◆ Set of tasks
1: In the Five-Sense Saturday post, what does the writer call the blue glow of the "f" logo on the computer screen?
2: Continue the Five-Sense Saturday post from where it stops, keeping the same format of one sense per line.

======== Source excerpt

"God showed me something small, no bigger than a hazelnut, lying in the palm of my hand… and it was round as a ball. I looked at it with the eye of my understanding and thought: 'What can this be?' And it was generally answered thus: 'It is all that was made.' It was so small I thought it might disappear, but I was answered... everything has being through the love of God." --Julian of Norwich

Saturday, March 15, 2014

Five-Sense [Saturday]

Hearing:  A small hand jiggling the doorknob to her room, then pushing into my room; with elbows perched on the edge of my bed, chin in hands, "Mama, Mommy, Mama;" the click of the light as I turn it on in her room, then the rustling of pages and telling of stories as I fall back under the covers for 30 more precious minutes before the "Mama, I'm hungwy."
Seeing:  Brightness as my eyes adjust to the lights; gluten-free frozen bagels in the glow of the toaster oven; clean Fiestaware and IKEA plastic dishes to put away bright and colorful in the dishwasher and cabinets; the blue glow of the computer screen and the blue glow of the "f" logo of my favorite social media site, my morning wake-up ritual (for better or for worse); my own hugely round profile in the mirror.

================
======== Supplied data

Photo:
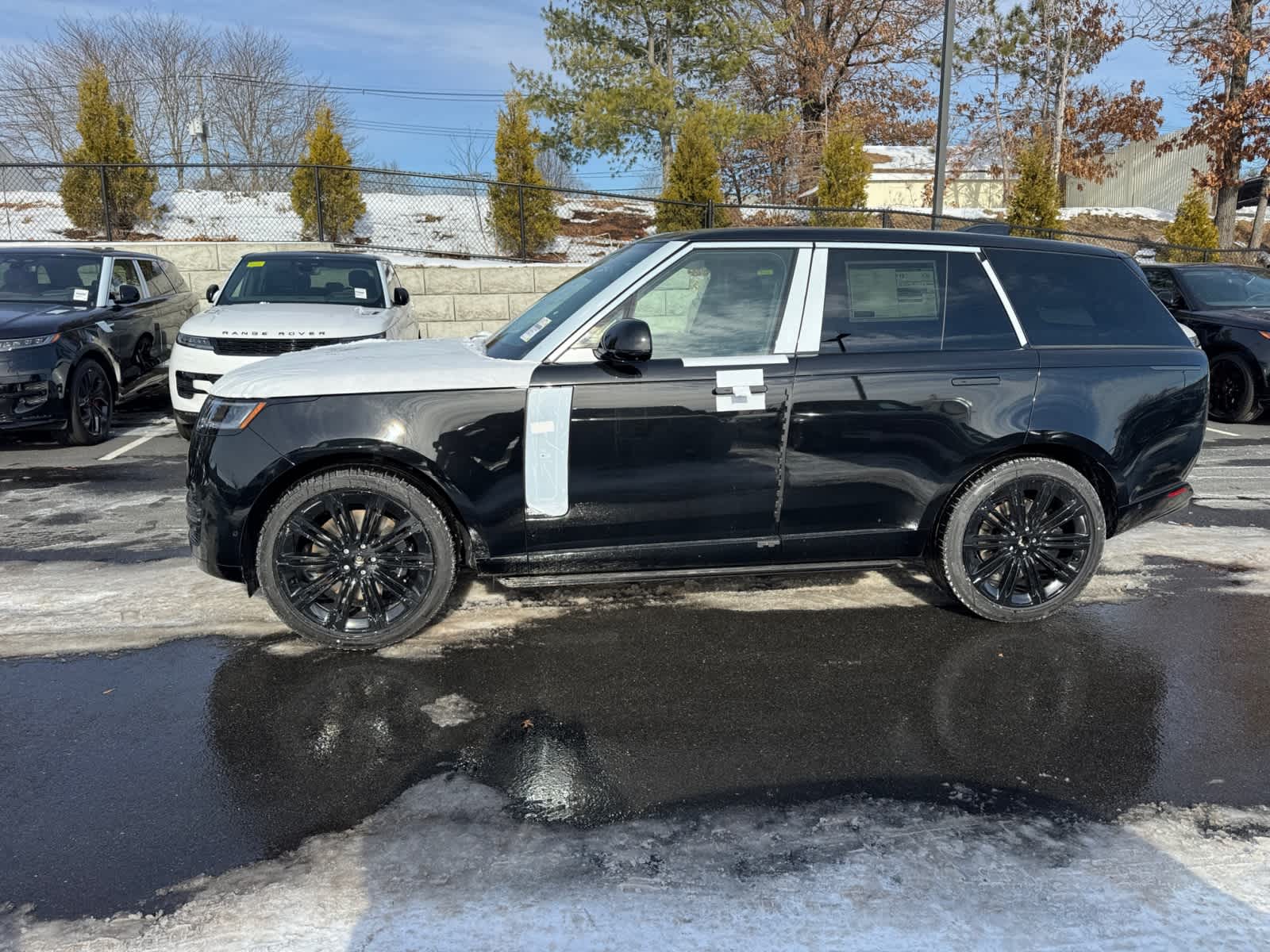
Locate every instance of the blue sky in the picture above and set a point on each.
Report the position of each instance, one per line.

================

◆ Results for each task
1: The writer calls it "my morning wake-up ritual (for better or for worse)."

2:
Smelling:  Last night's Mango Chow bowl; sweetness of honey spread on L's bagel; the clean smell of other people's detergent on my haul of new clothes from a clothing swap last night (best idea ever, by the way--even when I was the only preggo there); diapers (always diapers, and recently it's the baby-powdery smell of Pampers, because I've fallen off the cloth wagon in the past months); the fresh rain-washed air on my walk to "work."
Tasting: A flat sesame bagel with cream cheese; a butter croissant with many-berry jam; the smoothest decaf coffee light and sweet.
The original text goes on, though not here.